##### TEXTO FORNECIDO

A antiga presidente da ordem, por seu lado, foi muito mais longe ao afirmar na SIC Notícias, em Junho, que Miguel Relvas condicionou o financiamento dos eventuais projectos da OA à sua posterior adjudicação à empresa de Passos Coelho. No entanto, Roseta disse então que não se lembrava do nome da empresa, e há dias acrescentou que muito menos se lembrava de que Passos Coelho tinha apresentado à ordem, semanas depois, uma proposta de formação em nome da empresa.

Miguel Relvas não confirmou nem desmentiu Roseta, mas disse que apresentou uma queixa em tribunal contra a arquitecta, por difamação.

Documentos arquivados na Ordem dos Arquitectos ajudam a juntar algumas peças do puzzle.

A 13 de Dezembro de 2003, Helena Roseta informou o CDN de que a Secretaria de Estado da Administração Local criara um programa de formação para as autarquias e que a ordem se podia candidatar. A acta da reunião é parca em pormenores, como acontece normalmente.

A sua ordem de trabalhos acrescenta, todavia, um dado relevante. O ponto 4.4 constava do seguinte: "Protocolo com a Secretaria de Estado da Administração Local - Programa Foral - Informação."

Um dos participantes na reunião (que prefere não ser identificado devido às funções que ocupa) garante que a presidente da ordem disse muito mais do que está na acta, nomeadamente que o assunto lhe tinha sido apresentado por Miguel Relvas, e que "deixou claro que aquilo cheirava a esturro".

Cinco meses depois, a 13 Maio de 2004, realizou-se uma outra reunião do CDN em cuja ordem de trabalhos está escrito, no ponto 4.3: "Protocolo de formação com a Tecnoforma, SA - Proposta 5". De acordo com a acta, a discussão desse ponto foi adiada. Por isso mesmo, a proposta em causa, da iniciativa do CDN, não consta dos anexos da acta. Os responsáveis da ordem explicam que ela deveria ter sido junta aos documentos da reunião em que fosse finalmente discutida, mas que isso nunca aconteceu, porque o assunto não voltou ao conselho.

Um antigo responsável administrativo da ordem diz que a proposta rejeitava o acordo apresentado por Passos Coelho e que foi retirada da ordem de trabalhos - acabando por nunca ser objecto de uma decisão formal - porque as secções regionais da ordem, às quais pertencia a competência relativa à formação profissional, não tinham mostrado qualquer interesse no projecto da Tecnoforma e nem sequer se pronunciaram por escrito sobre ele.

##########
##### DADOS FORNECIDOS

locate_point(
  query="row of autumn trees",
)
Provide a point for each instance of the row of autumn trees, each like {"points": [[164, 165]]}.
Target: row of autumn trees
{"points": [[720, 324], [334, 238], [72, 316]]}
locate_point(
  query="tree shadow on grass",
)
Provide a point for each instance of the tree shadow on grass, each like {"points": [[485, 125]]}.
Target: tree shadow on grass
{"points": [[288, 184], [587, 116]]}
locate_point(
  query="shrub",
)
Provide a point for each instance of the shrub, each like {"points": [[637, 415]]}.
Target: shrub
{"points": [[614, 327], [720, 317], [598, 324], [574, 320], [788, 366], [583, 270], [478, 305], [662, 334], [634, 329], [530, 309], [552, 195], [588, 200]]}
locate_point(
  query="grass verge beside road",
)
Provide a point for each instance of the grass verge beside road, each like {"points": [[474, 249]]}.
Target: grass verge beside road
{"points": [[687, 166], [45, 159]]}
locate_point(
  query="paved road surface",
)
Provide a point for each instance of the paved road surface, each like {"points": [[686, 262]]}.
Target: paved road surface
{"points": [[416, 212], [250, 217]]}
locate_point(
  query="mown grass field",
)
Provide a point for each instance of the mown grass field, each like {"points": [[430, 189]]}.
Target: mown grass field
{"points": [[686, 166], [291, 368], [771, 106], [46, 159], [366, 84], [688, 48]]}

##########

Volte a escrever tudo desde "A antiga presidente" até "arquitecta, por difamação." no texto sobre a Ordem dos Arquitectos, mudando "Roseta" para "Helena Roseta".

> RESPOSTA AO EXERCÍCIO
A antiga presidente da ordem, por seu lado, foi muito mais longe ao afirmar na SIC Notícias, em Junho, que Miguel Relvas condicionou o financiamento dos eventuais projectos da OA à sua posterior adjudicação à empresa de Passos Coelho. No entanto, Helena Roseta disse então que não se lembrava do nome da empresa, e há dias acrescentou que muito menos se lembrava de que Passos Coelho tinha apresentado à ordem, semanas depois, uma proposta de formação em nome da empresa.

Miguel Relvas não confirmou nem desmentiu Helena Roseta, mas disse que apresentou uma queixa em tribunal contra a arquitecta, por difamação.